Anyway, you're quite right. According to what I read the Americans came up with the same system and started to build a bit later but put their ship into service sooner.


----------



## Blackadder1916

E.R. Campbell said:
			
		

> Nope, sorry, OGBD, you got the era right ~ but hell's bells man, Victoria reigned for damned near as long as our gracious sovereign lady Elizabeth, so that was too easy; but, according to the Royal Museums at Greenwhich she is not HMS Lizard and she is famous for something else.
> 
> Try this hint: it's a tug-o'-war between ships:



While the model is (according to Royal Museums Greenwich) of "a" RATTLER, it is not "the" RATTLER that you assumed it to be.  According to the caption with their photo:



> HMS 'Rattler', port broadside
> 
> Scale: 1:48. A contemporary full hull model of the HMS 'Rattler' (1886), a composite steam gunboat. Constructed in the builder
> 
> National Maritime Museum, Greenwich, London


----------



## Edward Campbell




----------



## Oldgateboatdriver

Sorry ERC, but do you think there is a triple face palm somewhere?

The "1886" HMS Rattler was Bramble class gunboat, my original guess you may recall. 

OK, we've laid enough abuse on the poor man, on with the show:

Name, country and purpose:


----------



## Edward Campbell

It is I'm guessing an unarmed military training vessel, like our _Orcas_, and I'm also guessing it's this one ...






... same search technique: first _guess_ the class type, then search images ... this time it was on the third row (right edge) of my Google search.

She is the Almak built by _Piriou_ ...

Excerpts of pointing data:

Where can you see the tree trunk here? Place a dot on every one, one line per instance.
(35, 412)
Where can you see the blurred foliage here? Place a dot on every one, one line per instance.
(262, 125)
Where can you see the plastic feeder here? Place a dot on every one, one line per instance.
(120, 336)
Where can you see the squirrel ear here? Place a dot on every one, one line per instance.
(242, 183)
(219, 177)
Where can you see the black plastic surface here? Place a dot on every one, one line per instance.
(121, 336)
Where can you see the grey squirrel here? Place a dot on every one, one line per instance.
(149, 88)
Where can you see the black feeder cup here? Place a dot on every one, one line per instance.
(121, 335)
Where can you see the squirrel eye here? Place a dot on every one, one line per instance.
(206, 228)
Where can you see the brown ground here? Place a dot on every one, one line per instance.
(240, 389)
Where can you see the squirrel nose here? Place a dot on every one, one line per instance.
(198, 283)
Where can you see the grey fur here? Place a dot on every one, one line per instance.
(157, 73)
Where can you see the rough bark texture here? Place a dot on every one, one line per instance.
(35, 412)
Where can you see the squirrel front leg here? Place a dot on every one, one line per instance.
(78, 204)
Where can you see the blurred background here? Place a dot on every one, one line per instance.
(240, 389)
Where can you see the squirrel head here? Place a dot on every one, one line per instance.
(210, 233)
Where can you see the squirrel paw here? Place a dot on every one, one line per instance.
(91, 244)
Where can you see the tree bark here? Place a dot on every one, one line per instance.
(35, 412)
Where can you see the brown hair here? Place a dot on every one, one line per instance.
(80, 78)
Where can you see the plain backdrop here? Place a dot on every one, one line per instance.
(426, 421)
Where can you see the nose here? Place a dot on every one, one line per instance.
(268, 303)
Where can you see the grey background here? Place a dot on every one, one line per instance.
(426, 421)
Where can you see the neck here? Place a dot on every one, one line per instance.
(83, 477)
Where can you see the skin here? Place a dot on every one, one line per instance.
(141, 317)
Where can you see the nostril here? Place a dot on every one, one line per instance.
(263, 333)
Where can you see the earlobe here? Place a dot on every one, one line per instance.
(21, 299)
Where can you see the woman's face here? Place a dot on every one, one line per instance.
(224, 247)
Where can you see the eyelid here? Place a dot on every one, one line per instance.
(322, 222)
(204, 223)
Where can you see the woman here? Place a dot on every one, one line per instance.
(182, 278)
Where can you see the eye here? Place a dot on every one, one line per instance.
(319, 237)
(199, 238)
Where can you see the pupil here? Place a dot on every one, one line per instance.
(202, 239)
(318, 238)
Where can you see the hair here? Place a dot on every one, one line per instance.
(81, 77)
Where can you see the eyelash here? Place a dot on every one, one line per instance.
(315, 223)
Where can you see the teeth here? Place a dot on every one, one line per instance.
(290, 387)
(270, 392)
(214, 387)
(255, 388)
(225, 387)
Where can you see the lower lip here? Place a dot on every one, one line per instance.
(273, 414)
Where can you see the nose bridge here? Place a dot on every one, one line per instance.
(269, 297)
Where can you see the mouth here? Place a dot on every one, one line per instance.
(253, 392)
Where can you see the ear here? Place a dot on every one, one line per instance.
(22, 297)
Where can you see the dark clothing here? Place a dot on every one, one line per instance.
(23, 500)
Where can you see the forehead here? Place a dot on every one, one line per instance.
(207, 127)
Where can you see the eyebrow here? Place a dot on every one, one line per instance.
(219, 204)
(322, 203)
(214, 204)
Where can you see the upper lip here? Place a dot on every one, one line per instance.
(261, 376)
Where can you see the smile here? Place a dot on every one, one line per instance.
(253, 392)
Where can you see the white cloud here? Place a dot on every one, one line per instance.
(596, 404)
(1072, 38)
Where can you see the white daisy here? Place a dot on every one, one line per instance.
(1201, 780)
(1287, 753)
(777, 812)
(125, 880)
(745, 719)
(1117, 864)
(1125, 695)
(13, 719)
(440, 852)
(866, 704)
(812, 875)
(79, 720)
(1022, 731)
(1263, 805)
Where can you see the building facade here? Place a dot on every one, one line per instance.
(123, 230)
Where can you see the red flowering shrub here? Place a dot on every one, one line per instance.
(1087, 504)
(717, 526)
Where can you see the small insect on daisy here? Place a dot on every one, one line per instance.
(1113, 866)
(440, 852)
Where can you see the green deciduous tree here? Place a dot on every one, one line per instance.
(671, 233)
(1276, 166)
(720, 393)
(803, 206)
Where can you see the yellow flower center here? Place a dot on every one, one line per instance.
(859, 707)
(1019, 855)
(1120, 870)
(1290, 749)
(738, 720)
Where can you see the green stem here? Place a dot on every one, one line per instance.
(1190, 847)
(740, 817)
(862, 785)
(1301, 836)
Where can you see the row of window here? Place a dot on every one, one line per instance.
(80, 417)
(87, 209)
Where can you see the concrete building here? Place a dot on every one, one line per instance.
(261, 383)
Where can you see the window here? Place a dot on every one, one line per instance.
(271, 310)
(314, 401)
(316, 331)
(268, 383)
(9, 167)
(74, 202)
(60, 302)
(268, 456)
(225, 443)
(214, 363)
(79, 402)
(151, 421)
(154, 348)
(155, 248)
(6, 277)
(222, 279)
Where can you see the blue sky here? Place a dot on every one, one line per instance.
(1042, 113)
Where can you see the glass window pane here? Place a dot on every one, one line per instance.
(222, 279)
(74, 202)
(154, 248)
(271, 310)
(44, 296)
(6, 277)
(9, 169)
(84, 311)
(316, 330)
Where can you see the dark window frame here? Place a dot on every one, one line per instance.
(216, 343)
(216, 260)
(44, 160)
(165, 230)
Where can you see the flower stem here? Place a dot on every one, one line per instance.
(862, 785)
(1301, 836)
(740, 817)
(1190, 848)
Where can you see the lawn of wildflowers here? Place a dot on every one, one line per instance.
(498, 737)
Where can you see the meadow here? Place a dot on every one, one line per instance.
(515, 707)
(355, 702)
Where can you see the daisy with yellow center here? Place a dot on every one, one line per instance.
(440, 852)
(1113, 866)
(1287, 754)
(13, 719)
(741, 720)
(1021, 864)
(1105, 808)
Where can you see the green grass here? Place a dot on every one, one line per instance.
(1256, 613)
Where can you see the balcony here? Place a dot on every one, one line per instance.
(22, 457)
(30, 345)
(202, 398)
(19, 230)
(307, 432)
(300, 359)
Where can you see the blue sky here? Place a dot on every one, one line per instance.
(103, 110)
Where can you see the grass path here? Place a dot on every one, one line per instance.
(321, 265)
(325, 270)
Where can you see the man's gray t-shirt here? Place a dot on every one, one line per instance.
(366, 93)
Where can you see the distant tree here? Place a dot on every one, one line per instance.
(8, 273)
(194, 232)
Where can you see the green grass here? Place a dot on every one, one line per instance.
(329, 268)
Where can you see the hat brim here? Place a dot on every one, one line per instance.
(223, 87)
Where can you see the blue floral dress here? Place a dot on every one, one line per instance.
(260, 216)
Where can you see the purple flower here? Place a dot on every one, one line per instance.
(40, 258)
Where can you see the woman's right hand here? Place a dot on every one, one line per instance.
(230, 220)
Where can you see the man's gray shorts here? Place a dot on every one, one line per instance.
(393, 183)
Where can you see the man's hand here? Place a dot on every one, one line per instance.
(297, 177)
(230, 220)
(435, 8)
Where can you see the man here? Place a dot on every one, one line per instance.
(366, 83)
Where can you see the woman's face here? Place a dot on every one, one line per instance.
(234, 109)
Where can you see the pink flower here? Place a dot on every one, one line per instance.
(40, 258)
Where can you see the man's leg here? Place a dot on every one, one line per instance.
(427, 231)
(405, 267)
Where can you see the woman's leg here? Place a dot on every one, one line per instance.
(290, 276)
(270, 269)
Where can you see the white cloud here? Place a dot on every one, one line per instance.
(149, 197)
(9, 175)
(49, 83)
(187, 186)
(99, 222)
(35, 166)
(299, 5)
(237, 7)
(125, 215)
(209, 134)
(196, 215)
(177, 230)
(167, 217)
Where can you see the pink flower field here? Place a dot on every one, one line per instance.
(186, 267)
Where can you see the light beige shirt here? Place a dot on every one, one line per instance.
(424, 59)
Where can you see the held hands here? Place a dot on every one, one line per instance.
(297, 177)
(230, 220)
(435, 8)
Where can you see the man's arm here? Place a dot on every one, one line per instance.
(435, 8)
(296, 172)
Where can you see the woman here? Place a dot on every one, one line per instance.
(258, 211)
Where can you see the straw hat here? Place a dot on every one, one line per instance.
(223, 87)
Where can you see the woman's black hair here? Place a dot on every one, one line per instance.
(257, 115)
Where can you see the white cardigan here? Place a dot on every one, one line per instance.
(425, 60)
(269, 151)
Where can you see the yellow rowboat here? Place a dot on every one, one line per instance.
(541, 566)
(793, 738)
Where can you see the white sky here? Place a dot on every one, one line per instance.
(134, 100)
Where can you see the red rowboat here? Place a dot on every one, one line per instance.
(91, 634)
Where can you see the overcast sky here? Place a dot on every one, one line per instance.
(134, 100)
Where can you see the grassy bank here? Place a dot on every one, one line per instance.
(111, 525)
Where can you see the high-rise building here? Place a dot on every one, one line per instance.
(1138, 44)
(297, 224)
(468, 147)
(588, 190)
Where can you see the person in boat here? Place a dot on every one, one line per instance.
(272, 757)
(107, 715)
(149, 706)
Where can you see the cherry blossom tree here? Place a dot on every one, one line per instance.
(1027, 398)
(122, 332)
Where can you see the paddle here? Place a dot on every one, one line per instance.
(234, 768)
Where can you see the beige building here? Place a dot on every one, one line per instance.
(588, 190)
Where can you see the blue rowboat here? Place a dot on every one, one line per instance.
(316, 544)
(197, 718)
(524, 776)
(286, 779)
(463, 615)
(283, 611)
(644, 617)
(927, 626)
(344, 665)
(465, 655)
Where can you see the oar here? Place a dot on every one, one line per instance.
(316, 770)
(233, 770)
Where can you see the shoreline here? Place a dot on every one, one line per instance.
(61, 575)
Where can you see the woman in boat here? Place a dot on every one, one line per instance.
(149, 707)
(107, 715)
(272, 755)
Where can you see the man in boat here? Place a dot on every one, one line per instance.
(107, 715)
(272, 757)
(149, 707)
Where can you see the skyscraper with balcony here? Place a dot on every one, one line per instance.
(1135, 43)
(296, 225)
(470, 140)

### Work instructions
A – Translate this sentence from the ship forum thread into Spanish: "While the model is (according to Royal Museums Greenwich) of "a" RATTLER, it is not "the" RATTLER that you assumed it to be."
B – List each distinct name that appears as a post heading in the ship forum thread.
C – Reproduce the part of the ship forum thread that opens with the words containing "It is I'm guessing" and closes with "my Google search.".

### Task answers
A – Si bien el modelo es (según los Royal Museums Greenwich) de «un» RATTLER, no es «el» RATTLER que usted supuso que era.

B –
Blackadder1916
Edward Campbell
Oldgateboatdriver

C –
It is I'm guessing an unarmed military training vessel, like our _Orcas_, and I'm also guessing it's this one ...






... same search technique: first _guess_ the class type, then search images ... this time it was on the third row (right edge) of my Google search.